## [Work instruction]
Show every line of the data that includes the word "black".

## [Exercise material]
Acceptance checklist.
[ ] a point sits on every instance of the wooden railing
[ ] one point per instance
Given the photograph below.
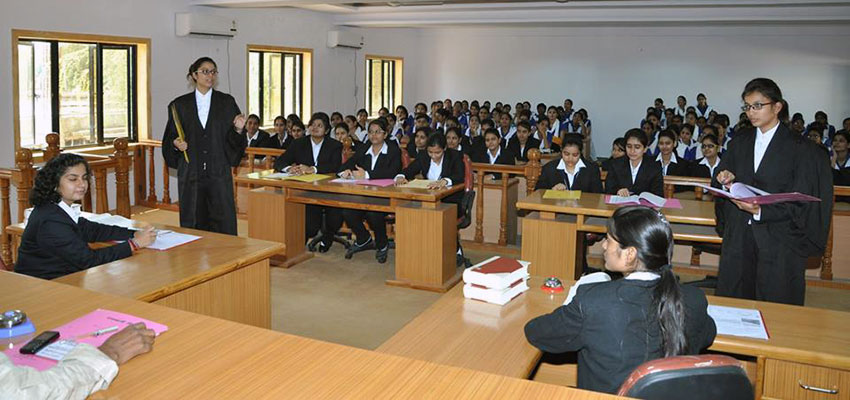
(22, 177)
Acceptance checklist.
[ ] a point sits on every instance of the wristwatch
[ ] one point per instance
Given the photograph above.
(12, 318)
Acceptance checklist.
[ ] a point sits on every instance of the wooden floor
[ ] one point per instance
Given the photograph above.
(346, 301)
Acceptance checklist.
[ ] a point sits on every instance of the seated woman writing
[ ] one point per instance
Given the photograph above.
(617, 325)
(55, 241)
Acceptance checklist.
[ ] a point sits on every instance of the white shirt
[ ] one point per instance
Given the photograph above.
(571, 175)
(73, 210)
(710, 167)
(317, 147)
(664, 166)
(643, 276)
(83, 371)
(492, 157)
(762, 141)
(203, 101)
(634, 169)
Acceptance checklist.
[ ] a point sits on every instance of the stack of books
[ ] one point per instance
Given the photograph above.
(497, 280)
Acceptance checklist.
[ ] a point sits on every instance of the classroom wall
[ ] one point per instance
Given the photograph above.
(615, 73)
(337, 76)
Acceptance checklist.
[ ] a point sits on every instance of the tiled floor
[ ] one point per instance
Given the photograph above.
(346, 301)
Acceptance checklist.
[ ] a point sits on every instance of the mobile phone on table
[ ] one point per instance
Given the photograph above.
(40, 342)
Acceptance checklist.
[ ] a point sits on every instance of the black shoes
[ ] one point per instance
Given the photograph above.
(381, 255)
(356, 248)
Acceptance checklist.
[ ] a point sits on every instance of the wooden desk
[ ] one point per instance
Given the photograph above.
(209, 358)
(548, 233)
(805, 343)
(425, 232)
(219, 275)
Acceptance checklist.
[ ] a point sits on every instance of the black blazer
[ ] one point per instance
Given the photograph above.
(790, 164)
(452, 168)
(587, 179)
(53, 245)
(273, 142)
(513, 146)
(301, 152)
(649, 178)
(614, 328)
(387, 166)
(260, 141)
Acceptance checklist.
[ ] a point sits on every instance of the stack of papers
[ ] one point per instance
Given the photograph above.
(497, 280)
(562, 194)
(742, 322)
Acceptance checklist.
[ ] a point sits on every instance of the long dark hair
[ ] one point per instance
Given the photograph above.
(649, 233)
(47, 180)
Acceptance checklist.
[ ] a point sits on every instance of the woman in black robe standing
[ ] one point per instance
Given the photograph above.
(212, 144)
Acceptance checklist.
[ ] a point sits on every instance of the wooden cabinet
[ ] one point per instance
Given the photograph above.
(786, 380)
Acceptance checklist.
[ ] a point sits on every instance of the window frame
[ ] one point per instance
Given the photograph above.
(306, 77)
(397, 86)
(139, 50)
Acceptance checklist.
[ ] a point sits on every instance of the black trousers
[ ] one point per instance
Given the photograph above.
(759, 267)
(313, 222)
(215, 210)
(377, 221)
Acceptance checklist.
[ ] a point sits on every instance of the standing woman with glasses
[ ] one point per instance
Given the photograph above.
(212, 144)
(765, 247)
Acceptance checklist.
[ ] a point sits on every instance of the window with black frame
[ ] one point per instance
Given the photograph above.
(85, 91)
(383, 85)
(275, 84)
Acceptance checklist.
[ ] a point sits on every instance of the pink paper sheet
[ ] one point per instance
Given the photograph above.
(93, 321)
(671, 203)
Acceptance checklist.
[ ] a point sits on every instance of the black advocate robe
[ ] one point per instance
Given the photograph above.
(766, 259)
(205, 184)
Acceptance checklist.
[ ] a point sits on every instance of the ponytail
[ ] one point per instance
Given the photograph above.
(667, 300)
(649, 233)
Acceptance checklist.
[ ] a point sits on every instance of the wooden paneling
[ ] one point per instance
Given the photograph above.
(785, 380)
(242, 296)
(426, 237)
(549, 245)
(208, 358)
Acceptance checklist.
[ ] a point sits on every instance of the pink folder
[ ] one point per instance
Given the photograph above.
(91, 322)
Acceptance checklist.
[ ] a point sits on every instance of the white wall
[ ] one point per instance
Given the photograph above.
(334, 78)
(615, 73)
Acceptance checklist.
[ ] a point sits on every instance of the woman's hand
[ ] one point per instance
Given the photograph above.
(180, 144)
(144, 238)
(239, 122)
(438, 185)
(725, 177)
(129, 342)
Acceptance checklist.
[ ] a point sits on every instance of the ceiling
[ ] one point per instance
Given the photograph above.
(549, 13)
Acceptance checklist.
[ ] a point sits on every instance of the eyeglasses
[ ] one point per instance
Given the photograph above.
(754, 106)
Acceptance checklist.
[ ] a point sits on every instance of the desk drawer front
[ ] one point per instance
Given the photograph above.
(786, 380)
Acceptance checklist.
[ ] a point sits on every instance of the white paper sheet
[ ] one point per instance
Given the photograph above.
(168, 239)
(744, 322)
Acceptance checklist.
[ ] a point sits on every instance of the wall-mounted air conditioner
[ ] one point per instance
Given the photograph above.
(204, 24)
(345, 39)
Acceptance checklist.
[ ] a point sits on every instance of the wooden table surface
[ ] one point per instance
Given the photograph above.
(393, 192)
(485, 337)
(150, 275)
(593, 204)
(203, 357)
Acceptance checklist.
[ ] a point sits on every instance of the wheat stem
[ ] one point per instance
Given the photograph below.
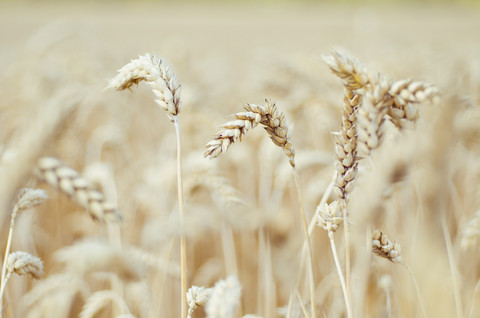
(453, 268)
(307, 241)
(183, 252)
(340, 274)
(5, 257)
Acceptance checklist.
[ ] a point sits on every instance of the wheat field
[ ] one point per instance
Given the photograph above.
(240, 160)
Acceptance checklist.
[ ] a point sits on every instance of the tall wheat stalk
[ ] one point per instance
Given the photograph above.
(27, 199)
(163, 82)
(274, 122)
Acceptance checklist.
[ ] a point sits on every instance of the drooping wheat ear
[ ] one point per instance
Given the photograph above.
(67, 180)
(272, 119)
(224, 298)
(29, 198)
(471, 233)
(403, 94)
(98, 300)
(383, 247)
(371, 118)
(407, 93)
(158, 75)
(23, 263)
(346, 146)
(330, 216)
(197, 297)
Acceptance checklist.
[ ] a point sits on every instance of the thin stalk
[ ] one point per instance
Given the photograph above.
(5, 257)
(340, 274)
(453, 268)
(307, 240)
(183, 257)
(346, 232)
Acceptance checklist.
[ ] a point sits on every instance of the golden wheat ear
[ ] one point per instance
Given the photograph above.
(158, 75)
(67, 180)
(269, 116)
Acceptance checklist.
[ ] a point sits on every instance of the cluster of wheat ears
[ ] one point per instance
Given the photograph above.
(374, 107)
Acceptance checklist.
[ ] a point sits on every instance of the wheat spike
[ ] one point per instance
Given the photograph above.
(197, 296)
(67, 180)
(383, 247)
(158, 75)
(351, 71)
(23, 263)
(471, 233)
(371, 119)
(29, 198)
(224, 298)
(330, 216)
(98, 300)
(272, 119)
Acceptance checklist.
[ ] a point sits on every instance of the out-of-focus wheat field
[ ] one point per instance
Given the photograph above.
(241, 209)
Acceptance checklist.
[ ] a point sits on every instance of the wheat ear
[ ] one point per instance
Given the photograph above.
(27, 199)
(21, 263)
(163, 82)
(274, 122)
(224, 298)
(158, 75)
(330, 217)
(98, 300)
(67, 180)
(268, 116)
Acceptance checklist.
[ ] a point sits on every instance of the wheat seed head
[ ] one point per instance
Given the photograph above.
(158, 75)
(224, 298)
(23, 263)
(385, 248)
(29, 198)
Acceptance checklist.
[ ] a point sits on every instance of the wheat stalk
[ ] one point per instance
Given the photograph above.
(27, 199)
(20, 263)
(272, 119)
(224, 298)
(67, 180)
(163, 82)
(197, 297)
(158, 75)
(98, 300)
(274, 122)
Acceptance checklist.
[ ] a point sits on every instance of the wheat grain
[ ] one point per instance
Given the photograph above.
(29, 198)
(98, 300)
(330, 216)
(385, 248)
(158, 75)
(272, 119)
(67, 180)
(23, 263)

---

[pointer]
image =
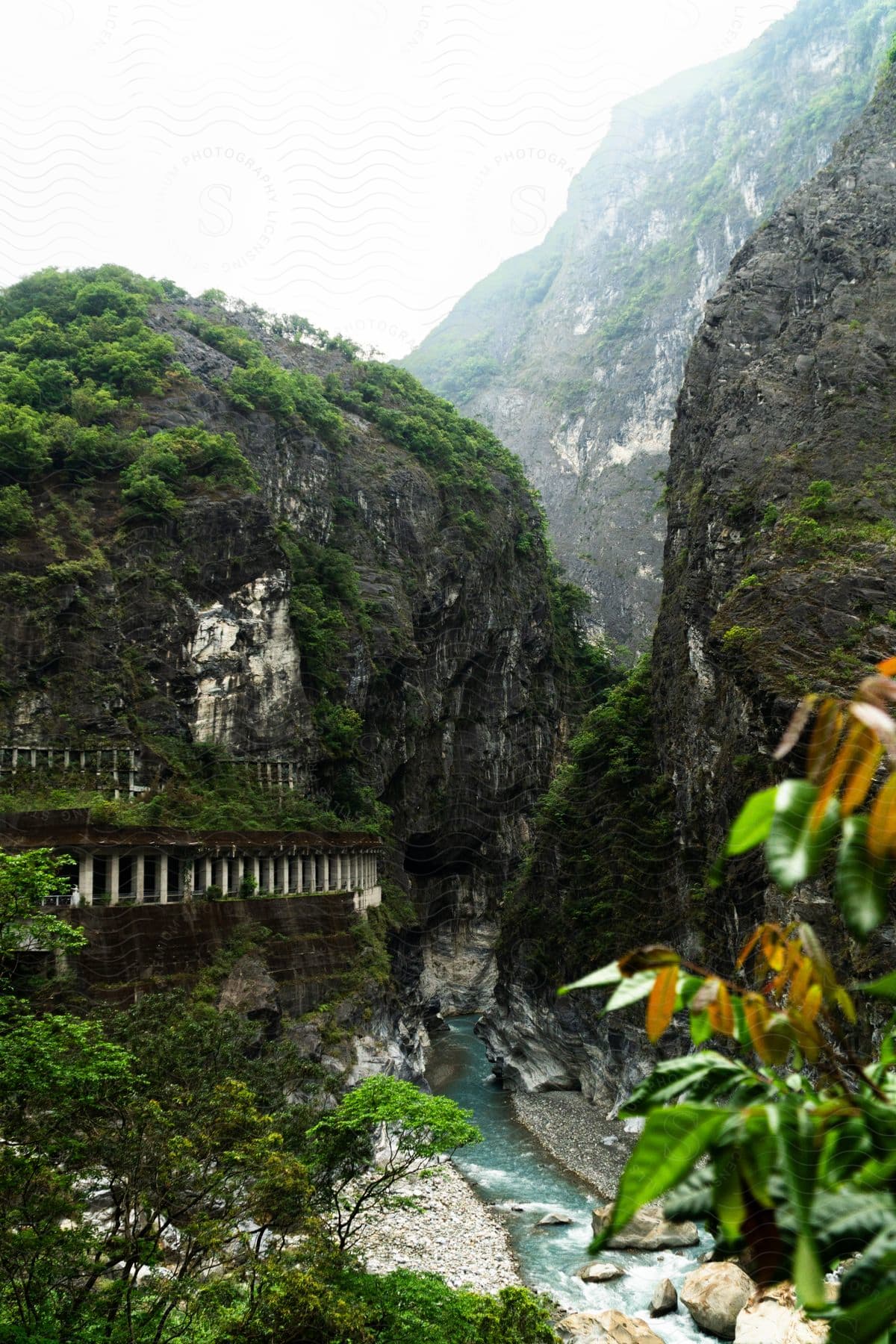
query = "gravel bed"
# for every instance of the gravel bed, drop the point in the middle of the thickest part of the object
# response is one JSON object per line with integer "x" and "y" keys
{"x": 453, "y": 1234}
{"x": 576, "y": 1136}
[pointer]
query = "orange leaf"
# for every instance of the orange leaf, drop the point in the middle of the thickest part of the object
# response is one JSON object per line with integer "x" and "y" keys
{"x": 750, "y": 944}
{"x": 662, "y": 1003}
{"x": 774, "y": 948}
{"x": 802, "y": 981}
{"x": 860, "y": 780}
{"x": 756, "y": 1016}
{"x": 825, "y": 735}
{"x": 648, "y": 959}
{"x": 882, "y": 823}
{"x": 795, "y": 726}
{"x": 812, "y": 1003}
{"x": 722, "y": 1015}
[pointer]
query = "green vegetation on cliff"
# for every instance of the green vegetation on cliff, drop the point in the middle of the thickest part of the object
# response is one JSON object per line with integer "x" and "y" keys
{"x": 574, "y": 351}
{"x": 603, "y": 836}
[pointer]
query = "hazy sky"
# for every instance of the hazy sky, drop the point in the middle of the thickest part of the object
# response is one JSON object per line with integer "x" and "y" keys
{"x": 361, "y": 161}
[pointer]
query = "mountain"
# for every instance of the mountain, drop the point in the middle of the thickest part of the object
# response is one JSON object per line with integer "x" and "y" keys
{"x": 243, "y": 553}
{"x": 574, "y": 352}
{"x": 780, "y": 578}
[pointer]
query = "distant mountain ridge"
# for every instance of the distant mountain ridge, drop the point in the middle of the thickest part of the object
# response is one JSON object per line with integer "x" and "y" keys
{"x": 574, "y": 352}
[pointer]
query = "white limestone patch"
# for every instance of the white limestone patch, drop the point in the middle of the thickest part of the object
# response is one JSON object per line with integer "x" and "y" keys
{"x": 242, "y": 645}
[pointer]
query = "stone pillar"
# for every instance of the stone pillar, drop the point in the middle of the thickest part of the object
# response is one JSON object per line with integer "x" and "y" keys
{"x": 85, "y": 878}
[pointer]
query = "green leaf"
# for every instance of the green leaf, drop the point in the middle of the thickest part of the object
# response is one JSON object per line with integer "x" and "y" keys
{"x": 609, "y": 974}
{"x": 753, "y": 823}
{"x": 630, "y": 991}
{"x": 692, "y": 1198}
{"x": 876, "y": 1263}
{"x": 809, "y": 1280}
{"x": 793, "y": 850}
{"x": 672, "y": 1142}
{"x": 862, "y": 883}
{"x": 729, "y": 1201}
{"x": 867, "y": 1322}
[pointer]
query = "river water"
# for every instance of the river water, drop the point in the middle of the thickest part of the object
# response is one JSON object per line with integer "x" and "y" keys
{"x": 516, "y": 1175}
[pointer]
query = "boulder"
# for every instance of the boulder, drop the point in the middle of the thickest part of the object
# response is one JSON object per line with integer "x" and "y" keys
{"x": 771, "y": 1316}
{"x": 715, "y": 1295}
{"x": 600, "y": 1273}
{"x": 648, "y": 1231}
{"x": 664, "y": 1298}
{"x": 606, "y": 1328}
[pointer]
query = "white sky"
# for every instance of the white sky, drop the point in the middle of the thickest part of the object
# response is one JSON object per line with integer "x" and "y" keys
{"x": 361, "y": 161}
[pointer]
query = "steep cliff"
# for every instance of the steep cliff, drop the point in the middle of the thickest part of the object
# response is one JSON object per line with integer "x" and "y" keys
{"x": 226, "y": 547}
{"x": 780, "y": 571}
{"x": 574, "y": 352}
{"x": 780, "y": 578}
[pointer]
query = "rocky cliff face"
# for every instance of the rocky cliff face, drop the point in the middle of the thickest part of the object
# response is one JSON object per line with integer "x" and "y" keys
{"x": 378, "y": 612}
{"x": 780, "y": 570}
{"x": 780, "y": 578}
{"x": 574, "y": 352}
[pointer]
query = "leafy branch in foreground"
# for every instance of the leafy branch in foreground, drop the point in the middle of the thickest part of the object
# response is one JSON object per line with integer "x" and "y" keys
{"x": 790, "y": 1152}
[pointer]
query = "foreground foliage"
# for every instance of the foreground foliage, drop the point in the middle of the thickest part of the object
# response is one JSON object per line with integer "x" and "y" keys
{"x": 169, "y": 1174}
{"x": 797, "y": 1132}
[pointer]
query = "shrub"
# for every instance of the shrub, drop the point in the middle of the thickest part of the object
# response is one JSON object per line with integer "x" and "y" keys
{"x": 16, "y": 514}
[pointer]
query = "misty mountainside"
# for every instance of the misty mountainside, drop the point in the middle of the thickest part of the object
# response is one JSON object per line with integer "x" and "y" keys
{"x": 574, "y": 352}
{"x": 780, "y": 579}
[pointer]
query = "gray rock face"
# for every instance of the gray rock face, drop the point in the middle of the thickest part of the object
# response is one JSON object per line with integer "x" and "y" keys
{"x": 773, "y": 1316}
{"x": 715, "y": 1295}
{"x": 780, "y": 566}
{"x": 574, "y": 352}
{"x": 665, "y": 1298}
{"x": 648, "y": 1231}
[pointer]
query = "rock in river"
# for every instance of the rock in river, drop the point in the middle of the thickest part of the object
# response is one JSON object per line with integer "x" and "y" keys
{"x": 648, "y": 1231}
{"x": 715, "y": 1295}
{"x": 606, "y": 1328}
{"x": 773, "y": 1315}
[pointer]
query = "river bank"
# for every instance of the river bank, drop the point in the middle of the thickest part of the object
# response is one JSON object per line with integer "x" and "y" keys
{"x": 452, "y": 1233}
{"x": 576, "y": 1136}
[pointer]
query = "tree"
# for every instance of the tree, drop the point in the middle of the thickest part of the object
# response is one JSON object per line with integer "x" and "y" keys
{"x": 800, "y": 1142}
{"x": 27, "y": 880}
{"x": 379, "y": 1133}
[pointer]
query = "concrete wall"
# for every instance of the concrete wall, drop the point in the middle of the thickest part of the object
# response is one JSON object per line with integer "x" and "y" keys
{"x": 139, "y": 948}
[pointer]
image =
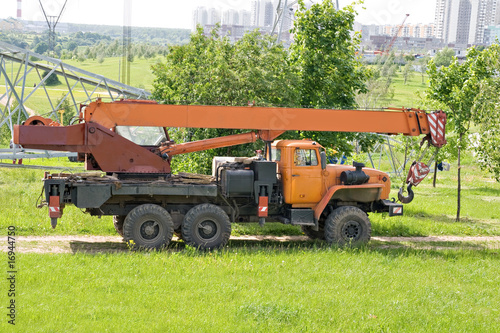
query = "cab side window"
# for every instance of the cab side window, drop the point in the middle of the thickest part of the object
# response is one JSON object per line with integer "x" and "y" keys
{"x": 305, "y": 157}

* * *

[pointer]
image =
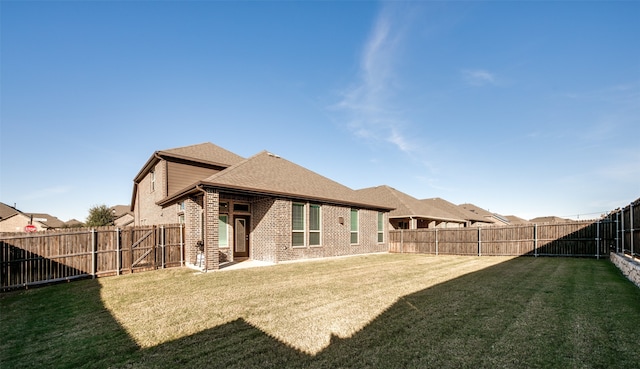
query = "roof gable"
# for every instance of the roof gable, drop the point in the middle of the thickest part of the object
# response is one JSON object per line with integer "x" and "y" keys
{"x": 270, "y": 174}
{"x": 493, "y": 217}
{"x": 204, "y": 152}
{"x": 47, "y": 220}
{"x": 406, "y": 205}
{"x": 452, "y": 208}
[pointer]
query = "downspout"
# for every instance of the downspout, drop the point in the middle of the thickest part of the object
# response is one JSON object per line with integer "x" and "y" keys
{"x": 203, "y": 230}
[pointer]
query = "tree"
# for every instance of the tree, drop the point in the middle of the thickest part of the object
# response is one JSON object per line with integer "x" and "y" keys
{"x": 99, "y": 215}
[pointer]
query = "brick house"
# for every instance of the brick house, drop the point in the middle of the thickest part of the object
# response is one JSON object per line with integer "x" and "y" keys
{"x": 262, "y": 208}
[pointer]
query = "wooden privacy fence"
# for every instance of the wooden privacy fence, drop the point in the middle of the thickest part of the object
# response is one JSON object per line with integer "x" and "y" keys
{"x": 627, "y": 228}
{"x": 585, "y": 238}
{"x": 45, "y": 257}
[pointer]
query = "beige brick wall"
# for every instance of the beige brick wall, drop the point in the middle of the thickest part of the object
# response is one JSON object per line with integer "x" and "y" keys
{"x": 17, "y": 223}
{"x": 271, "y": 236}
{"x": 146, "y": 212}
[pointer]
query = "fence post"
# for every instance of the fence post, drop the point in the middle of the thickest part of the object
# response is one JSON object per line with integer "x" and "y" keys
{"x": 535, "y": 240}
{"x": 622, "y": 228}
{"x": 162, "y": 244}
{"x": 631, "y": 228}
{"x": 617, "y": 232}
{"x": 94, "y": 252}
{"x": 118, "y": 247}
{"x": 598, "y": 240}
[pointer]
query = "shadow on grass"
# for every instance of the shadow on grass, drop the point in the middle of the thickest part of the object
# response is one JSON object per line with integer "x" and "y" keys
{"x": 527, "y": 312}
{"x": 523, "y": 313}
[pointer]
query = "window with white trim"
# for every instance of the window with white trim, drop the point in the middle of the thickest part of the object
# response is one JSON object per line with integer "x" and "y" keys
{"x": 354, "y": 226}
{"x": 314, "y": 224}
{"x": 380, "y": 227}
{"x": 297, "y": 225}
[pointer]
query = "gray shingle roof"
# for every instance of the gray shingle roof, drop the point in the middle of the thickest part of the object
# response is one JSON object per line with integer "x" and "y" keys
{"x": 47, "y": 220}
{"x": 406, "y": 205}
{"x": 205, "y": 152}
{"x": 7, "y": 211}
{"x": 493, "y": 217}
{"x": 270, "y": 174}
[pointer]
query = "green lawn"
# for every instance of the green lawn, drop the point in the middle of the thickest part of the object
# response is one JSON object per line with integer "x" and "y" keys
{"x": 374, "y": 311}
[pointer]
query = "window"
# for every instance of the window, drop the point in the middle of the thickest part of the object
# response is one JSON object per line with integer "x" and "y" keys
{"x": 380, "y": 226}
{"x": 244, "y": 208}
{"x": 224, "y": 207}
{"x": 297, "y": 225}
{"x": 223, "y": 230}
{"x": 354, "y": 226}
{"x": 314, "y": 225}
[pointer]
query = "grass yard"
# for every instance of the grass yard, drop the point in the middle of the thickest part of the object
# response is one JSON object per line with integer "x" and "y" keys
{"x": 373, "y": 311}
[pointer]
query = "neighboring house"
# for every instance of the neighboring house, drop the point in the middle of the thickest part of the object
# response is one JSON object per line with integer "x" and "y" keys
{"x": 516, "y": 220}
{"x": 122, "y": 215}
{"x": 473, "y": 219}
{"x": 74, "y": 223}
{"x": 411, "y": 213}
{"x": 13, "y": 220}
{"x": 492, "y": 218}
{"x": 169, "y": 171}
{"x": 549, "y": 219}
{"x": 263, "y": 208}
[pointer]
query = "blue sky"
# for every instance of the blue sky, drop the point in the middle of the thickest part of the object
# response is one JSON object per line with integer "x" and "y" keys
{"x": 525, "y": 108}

## [Answer space]
[ ] a point sits on every instance of the black shoes
[ ] a point sits on every instance of the black blazer
[ ] a point sits on every instance of the woman in black robe standing
[ ] a point sits on every instance of the black trousers
[ ] a point sits on every instance of the window with black frame
[ ] a point sits on every instance of the black advocate robe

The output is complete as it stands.